------ SOURCE TEXT ------

A proposal to refactor OpenTelemetry into a set of separate cross-cutting concerns which operate on a shared context propagation mechanism.
This RFC addresses the following topics:
- Cleaner package layout results in an easier to learn system. It is possible to understand Context Propagation without needing to understand Observability.
- Allow for multiple types of context propagation, each self contained with different rules. For example, TraceContext may be sampled, while CorrelationContext never is.
- Allow the Observability and Context Propagation to have different defaults. The Observability systems ships with a no-op implementation and a pluggable SDK, the context propagation system ships with a canonical, working implementation.
- A clean separation allows the context propagation mechanisms to be used on their own, so they may be consumed by other systems which do not want to depend on an observability tool for their non-observability concerns.
- Allow developers to create new applications for context propagation. For example: A/B testing, authentication, and network switching.
The design of OpenTelemetry is based on the principles of aspect-oriented programming, adopted to the needs of distributed systems.
Some concerns "cut across" multiple abstractions in a program. Logging exemplifies aspect orientation because a logging strategy necessarily affects every logged part of the system. Logging thereby "cross-cuts" across all logged classes and methods. Distributed tracing takes this strategy to the next level, and cross-cuts across all classes and methods in all services in the entire transaction. This requires a distributed form of the same aspect-oriented programming principles in order to be implemented cleanly.

------

JOBS:
• 1. List the example applications for context propagation that the OpenTelemetry proposal gives.
• 2. Summarize the OpenTelemetry proposal in two sentences.

------ DATA EXCERPTS ------

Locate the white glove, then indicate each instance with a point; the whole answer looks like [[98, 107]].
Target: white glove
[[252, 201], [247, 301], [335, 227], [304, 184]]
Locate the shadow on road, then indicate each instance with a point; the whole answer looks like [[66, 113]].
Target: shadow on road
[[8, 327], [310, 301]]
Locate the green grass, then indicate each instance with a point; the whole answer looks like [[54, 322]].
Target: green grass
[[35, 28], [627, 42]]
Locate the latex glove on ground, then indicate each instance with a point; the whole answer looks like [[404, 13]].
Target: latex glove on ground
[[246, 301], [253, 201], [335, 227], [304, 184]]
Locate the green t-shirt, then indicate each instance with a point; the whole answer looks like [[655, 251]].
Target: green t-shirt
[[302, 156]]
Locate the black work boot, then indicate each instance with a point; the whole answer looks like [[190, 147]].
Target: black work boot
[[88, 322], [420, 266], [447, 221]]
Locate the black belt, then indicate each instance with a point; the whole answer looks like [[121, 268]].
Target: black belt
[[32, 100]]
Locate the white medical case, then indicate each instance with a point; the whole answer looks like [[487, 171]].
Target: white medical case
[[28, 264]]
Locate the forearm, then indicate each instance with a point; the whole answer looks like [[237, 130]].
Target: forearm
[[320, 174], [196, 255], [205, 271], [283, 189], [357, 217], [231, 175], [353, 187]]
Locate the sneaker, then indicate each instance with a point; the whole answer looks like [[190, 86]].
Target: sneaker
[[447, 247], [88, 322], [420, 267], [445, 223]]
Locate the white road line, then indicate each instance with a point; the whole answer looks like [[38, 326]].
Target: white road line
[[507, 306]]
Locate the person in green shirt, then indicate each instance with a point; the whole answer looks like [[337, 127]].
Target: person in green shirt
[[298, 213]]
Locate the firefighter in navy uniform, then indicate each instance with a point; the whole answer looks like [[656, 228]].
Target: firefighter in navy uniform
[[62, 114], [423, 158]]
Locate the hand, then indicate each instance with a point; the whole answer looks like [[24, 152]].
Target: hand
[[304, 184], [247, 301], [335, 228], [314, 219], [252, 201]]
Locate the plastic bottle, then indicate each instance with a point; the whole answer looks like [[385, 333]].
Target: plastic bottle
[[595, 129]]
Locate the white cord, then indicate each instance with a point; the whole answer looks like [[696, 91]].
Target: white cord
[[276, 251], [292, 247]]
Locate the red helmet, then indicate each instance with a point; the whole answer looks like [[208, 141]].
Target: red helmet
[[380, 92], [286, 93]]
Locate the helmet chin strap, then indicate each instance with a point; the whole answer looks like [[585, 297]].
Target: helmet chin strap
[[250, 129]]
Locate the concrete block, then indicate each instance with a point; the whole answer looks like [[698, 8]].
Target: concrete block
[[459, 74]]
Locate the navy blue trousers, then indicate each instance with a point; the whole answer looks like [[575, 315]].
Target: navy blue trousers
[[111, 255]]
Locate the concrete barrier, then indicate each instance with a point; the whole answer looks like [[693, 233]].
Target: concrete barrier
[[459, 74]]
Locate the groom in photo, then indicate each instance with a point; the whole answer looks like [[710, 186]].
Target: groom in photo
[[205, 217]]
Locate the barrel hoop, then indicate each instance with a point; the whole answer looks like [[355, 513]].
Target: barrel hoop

------

FINAL RESULTS:
• 1. A/B testing, authentication, and network switching.

• 2. The proposal would refactor OpenTelemetry into separate cross-cutting concerns built on a shared context propagation mechanism that could be understood and used independently of observability and could have its own defaults. Its design rests on aspect-oriented programming adapted to distributed systems, since concerns such as distributed tracing cut across all classes and methods in every service of a transaction.